Objetivo
Continúa el texto sobre las chicas del radio a partir de su última frase.

Fragmento original
================

A continuación, comienza la historia, con un inicio muy
feliz. A su llegada a la fábrica, las chicas del radio debían aprender cómo
pintar las esferas. El requisito principal era hacerlo con precisión, por lo
que se les enseñó a mojar el pincel con los labios para afinar la punta, de
modo que se consiguieran trazos mucho más finos.
Algunas mostraron ciertas reticencias, pero los científicos
que trabajaban en la empresa las tranquilizaban, asegurando que el radio no
suponía ningún peligro. Este mensaje calmó inmediatamente sus nervios, hasta el
punto de que no solo dejaron de temer introducir la pintura radiactiva en su
boca, sino que a menudo se la esparcían por la ropa y el pelo, o incluso se
pintaban las uñas con ella, con el fin de conseguir ese brillo especial, que
les permitía deslumbrar en las fiestas a las que acudían después del trabajo.
Su empleo estaba muy bien pagado, por lo que podían permitirse este tipo de
entretenimientos, además de comprar muchos caprichos que hubiesen sido
inalcanzables para ellas si se hubiesen dedicado a otra labor.
Todo era maravilloso, hasta que algunas de ellas comenzaron
a enfermar. La mayoría empezaban con lo que parecía una terrible infección en
la boca, que hacía necesario extraerles prácticamente todos los dientes. A
pesar de todo, las heridas no terminaban de recuperarse y el dolor y esa
sensación de podredumbre seguían esparciéndose por todo el cuerpo. Lo que viene
después, es historia.
En el libro se entrelazan las historias de muchas de
aquellas mujeres, gracias a un gran trabajo de investigación, basado en
declaraciones de ellas y algunos de sus familiares, tanto en medios de
comunicación como en los juicios que se celebraron después. Cada caso es
diferente, pero todos coinciden en lo mismo: una vida maravillosa que se trunca
por culpa de una prematura enfermedad cuando las chicas se encontraban aún en
la flor de la vida.

================

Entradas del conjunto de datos
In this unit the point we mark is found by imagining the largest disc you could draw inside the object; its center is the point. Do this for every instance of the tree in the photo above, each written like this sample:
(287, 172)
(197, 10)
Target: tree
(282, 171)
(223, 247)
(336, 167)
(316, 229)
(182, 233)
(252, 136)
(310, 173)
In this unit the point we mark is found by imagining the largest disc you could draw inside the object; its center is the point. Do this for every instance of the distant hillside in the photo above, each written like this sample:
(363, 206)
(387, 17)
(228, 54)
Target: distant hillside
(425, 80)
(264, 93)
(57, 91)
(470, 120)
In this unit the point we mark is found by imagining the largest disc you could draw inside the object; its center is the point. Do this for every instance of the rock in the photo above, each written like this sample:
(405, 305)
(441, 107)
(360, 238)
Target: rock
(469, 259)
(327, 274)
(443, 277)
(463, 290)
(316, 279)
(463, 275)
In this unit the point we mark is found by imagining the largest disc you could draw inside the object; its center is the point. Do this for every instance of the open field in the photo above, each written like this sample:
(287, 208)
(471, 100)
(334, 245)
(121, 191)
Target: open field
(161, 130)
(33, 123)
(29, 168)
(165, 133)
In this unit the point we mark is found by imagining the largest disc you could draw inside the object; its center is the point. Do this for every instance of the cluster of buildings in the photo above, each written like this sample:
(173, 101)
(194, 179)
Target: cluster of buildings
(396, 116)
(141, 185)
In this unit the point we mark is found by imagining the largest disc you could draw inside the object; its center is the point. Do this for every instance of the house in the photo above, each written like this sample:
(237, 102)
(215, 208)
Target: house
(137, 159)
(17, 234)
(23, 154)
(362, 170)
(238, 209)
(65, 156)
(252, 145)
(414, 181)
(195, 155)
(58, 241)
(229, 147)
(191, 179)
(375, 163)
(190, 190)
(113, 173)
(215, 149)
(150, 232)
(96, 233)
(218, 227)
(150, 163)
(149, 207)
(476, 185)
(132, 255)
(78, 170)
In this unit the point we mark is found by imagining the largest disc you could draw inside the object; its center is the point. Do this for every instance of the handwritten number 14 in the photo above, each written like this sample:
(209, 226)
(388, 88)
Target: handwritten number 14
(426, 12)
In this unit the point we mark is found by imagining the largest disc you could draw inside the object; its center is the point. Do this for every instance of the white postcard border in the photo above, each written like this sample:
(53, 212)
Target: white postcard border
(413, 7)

================

Respuesta
Se describe a la perfección lo felices que fueron y lo mucho
que sufrieron después, pero sobre todo cómo fue naciendo un movimiento de
protesta sin precedentes. Y es que varias de aquellas mujeres, apoyadas por
algunos de los médicos y científicos que las atendieron, decidieron iniciar una
batalla judicial en la que tenían todas las de perder. Eran mujeres y jóvenes
en un mundo de hombres de negocios, que sabían muy bien cómo cubrirse las
espaldas. Sin embargo, su lucha culminó con varias victorias. Primero, que se
reconociera la necrosis por radio como enfermedad con derecho a indemnización.
Después, que se revisaran las condiciones laborales de todos los trabajadores.
Gracias a ellas las empresas están obligadas a informar a sus trabajadores si
utilizan productos peligrosos y también a aportar información sobre los resultados de las
pruebas médicas que les practican. La figura del operario ganó una gran
protección gracias a aquellas jóvenes. Pero, sobre todo, se dieron a conocer
los peligros de ese nuevo elemento, que para entonces ya había comenzado a
hacer estragos también en la salud de sus dos descubridores.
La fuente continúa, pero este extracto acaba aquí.